**Texte de départ**:
● ● ●

Il y a tout juste un an, le 19 mars 2013, François Hollande était contraint de se débarrasser de Jérôme Cahuzac, après quatre mois de mobilisation du gouvernement et de l’appareil d’État pour tenter de sauver le ministre de la fraude comme du mensonge fait à la République et aux Français. On sait la suite : une loi dite de moralisation de la vie politique, adoptée à l’hiver 2013 et dont nous avons à de multiples reprises souligné les insuffisances. Des déclarations de patrimoine des élus qui ne pourront pas être publiées ; des situations de conflits d’intérêts toujours tolérées ; des instances de contrôles insuffisamment renforcées ; un procureur financier sans grands moyens et déjà sous le feu de la droite... Voilà donc l’état des lieux de cette « moralisation » (lire ici et ici).
Un an plus tard, les affaires ne viennent pas cette fois de la gauche mais remettent au centre d’une République abîmée par la corruption et les manœuvres de tout ordre, Nicolas Sarkozy. Sarkozy, mais pas seulement lui : ses avocats, ses conseillers, ses proches, ses frères d’armes en politique et ses relais, anciens ou actuels, à tous les niveaux de l’appareil d’État.

● ● ●

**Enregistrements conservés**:
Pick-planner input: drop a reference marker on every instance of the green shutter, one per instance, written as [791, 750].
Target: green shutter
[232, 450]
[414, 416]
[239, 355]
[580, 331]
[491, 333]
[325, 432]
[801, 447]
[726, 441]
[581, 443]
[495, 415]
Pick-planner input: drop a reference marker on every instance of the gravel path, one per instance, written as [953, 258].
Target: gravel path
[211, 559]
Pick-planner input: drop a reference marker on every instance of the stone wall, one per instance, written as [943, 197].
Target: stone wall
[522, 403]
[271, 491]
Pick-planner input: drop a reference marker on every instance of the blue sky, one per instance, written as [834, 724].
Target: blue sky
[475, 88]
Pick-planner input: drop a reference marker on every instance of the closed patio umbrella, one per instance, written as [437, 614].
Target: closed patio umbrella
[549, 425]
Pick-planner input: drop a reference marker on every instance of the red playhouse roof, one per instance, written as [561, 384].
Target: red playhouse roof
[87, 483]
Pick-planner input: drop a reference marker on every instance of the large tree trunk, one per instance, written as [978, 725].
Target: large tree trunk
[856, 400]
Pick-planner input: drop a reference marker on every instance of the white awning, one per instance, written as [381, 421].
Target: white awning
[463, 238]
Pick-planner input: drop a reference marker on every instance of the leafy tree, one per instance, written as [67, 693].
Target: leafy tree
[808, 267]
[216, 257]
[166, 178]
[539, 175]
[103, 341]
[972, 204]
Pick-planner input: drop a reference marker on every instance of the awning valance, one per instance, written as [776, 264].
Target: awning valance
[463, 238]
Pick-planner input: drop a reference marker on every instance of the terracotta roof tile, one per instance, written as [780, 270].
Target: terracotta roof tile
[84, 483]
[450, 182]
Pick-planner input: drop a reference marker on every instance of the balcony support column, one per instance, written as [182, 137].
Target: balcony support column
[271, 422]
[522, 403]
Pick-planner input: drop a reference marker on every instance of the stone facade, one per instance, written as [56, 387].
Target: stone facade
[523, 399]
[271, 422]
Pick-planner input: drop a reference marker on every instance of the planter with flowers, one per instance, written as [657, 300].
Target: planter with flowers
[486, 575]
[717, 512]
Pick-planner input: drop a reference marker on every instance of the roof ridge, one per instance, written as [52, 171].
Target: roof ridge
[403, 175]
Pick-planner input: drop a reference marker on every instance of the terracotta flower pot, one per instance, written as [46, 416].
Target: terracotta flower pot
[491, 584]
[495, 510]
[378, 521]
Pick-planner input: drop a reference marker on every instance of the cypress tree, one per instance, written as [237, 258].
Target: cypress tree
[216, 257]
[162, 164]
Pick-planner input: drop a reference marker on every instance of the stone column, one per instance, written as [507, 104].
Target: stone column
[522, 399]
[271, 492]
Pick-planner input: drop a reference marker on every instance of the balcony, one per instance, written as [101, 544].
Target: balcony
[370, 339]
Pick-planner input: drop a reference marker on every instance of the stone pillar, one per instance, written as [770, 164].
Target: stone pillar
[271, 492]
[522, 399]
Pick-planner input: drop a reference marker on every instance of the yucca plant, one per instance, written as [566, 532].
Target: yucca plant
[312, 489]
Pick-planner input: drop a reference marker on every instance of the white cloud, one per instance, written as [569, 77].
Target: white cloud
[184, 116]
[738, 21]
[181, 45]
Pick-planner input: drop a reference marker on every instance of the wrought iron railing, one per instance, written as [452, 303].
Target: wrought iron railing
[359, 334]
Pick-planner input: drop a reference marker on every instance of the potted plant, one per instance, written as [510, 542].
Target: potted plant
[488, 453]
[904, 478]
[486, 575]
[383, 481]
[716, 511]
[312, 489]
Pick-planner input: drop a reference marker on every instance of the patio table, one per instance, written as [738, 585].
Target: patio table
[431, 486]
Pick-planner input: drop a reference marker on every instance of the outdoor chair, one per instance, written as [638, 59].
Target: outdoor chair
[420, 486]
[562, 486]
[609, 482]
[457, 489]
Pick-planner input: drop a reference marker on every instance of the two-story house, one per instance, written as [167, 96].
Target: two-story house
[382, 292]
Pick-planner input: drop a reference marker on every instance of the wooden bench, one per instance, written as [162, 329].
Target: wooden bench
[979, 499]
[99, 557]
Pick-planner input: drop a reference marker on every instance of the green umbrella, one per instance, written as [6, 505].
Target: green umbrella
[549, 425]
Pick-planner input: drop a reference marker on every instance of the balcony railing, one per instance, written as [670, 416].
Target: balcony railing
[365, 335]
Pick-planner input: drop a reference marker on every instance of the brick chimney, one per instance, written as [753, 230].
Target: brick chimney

● ● ●

**Consigne**: Modifiez le passage du texte sur l’affaire Cahuzac qui va de « Il y a tout » jusqu’à « ici et ici). » inclus : recopiez-le en remplaçant « procureur financier » par « parquet financier ».

**Réponse**:
Il y a tout juste un an, le 19 mars 2013, François Hollande était contraint de se débarrasser de Jérôme Cahuzac, après quatre mois de mobilisation du gouvernement et de l’appareil d’État pour tenter de sauver le ministre de la fraude comme du mensonge fait à la République et aux Français. On sait la suite : une loi dite de moralisation de la vie politique, adoptée à l’hiver 2013 et dont nous avons à de multiples reprises souligné les insuffisances. Des déclarations de patrimoine des élus qui ne pourront pas être publiées ; des situations de conflits d’intérêts toujours tolérées ; des instances de contrôles insuffisamment renforcées ; un parquet financier sans grands moyens et déjà sous le feu de la droite... Voilà donc l’état des lieux de cette « moralisation » (lire ici et ici).